>>

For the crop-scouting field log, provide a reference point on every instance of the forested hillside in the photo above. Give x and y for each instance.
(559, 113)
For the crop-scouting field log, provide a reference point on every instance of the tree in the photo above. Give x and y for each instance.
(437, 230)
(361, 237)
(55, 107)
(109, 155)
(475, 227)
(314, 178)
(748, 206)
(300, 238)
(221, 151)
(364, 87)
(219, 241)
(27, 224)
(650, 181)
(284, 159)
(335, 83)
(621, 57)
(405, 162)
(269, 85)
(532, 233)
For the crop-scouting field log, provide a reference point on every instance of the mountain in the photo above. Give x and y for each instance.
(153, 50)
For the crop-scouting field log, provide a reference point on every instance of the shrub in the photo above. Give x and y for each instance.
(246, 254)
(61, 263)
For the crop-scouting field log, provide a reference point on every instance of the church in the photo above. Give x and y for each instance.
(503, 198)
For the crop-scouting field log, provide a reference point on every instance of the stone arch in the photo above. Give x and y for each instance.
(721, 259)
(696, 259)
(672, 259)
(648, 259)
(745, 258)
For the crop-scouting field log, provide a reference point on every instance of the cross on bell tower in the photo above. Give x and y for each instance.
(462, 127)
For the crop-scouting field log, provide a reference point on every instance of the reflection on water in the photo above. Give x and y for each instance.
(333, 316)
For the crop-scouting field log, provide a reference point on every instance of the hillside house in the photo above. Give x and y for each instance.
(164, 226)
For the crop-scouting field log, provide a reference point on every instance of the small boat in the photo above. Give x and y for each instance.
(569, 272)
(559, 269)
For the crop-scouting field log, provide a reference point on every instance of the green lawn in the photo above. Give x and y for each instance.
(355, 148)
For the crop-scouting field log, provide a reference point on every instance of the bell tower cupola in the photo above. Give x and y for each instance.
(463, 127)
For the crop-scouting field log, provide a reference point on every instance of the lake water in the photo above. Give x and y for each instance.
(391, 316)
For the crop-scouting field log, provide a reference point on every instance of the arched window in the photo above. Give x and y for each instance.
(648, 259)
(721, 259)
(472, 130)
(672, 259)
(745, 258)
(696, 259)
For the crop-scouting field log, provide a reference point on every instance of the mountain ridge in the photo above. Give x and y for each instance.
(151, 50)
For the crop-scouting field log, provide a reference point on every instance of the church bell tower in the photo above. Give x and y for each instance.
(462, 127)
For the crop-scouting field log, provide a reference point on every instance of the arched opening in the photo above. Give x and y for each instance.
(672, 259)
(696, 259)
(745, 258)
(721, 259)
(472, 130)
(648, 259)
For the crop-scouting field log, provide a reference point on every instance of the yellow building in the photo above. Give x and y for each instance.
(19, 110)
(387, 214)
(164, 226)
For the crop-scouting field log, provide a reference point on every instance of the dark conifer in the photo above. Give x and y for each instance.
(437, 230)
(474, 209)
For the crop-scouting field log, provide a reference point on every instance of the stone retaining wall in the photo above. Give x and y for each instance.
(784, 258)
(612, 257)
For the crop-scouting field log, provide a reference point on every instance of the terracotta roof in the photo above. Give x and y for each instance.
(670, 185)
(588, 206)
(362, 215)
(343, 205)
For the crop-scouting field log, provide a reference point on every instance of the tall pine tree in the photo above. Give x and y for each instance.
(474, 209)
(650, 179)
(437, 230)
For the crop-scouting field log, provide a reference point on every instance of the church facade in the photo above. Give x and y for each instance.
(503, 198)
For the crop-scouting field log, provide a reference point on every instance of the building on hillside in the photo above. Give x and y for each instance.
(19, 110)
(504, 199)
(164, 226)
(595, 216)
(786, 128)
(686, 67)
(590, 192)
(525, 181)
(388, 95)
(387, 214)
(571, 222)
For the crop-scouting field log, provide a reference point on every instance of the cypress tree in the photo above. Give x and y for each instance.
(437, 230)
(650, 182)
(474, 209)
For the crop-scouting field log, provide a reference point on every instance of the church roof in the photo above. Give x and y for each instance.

<<

Exercise
Please copy each line above exactly as written.

Response area
For the crop-scouting field log, provide a reference point on every instance of the forested hillside in the photo above. Give x and y for each instance.
(559, 113)
For the crop-scouting field log, provide a reference point on every instance of the tree in the photo above. Give x and y for each instance.
(437, 230)
(361, 237)
(55, 107)
(109, 155)
(475, 227)
(314, 178)
(748, 206)
(300, 238)
(221, 151)
(364, 87)
(219, 241)
(27, 224)
(650, 181)
(284, 159)
(335, 83)
(621, 57)
(405, 162)
(269, 85)
(532, 233)
For the crop-scouting field log, provide a reference point on every instance of the mountain in the photo above. Give x and y for each instance.
(153, 50)
For the crop-scouting field log, provide a reference point on every instance of the shrub in the photo above. Give x and y for each instance.
(246, 254)
(61, 263)
For the crop-scouting field log, provide a reference point on every instance of the church in the photo above. Give x and y for each instance.
(503, 198)
For the crop-scouting field log, provide a reference point on every instance of the stone arch in the photo above. Give x and y for each instance.
(721, 259)
(696, 259)
(672, 259)
(648, 259)
(745, 258)
For the crop-scouting field log, provide a reference point on every instance of the cross on bell tower in the photo above. Give x and y for each instance.
(462, 127)
For the crop-scouting field log, provide a reference point on every instance of the reflection on water in the photo above. Give x and y for each instance.
(333, 316)
For the crop-scouting field log, provide a reference point on every instance of the hillside house in the photo above. Give x and y for each instance.
(164, 226)
For the crop-scouting field log, provide a reference point on every instance of the small boat in the photo above. Give x and y for each instance.
(569, 272)
(559, 269)
For the crop-scouting field log, provide a reference point on every instance of the green lawn in the photo above. Give x and y for each instance.
(355, 148)
For the crop-scouting field log, provide a reference point on every instance of the bell tower cupola in the photo above. Give x and y for each instance.
(463, 127)
For the crop-scouting field log, provide a reference point on every instance of the lake water in the photo above. Give x and y for each instance.
(391, 316)
For the crop-scouting field log, provide a reference point on every instance of the arched window in the photo above. Give x and y for each instance.
(648, 259)
(721, 259)
(472, 130)
(672, 259)
(745, 258)
(696, 259)
For the crop-scouting field log, provide a reference point on every instance of the mountain ridge in the photo above. Give x and y for each instance.
(151, 50)
For the crop-scouting field log, provide a reference point on every instance of the church bell tower in the photo above. Give x and y for each instance.
(462, 127)
For the crop-scouting field log, provide a reference point on every instance of the arched opening in the photo above. Give x and y for each instance.
(672, 259)
(696, 259)
(745, 258)
(721, 259)
(472, 130)
(648, 259)
For the crop-scouting field log, provide a reference point on every instance of the yellow building in the photo above. Give x and y for each instance.
(19, 110)
(387, 214)
(164, 226)
For the crop-scouting field log, provide a reference point on every instance of the dark conifer in the photo above. Give x and y for each instance.
(437, 230)
(474, 209)
For the crop-scouting field log, provide a reference point on every instance of the stone retaining wall in the photo above. Give x and y for each instance.
(784, 258)
(612, 257)
For the crop-scouting field log, provide a reference point on every instance of the terracotta roof in the photo above. Give x and y for each instance.
(670, 185)
(588, 206)
(362, 215)
(343, 205)
For the crop-scouting field log, provide a reference point on every instance of the tall pine tree in the photo above. Give x and y for each instance.
(474, 209)
(650, 179)
(437, 230)
For the crop-scouting field log, provide a reference point on every instance of the church facade in the photo above. Give x and y for each instance.
(503, 198)
For the crop-scouting field log, provide a reference point on every instance of the building on hillside in the photo above. Give x and y for each instance.
(19, 110)
(504, 199)
(164, 226)
(595, 216)
(786, 128)
(686, 67)
(590, 192)
(525, 181)
(388, 95)
(387, 214)
(571, 222)
For the crop-scouting field log, provide a reference point on every instance of the cypress tree in the photo above. Give x and y for each instance.
(437, 230)
(650, 182)
(474, 209)
For the crop-scouting field log, provide a reference point on every instance of the church roof in the photo above. Give x and y for each instance.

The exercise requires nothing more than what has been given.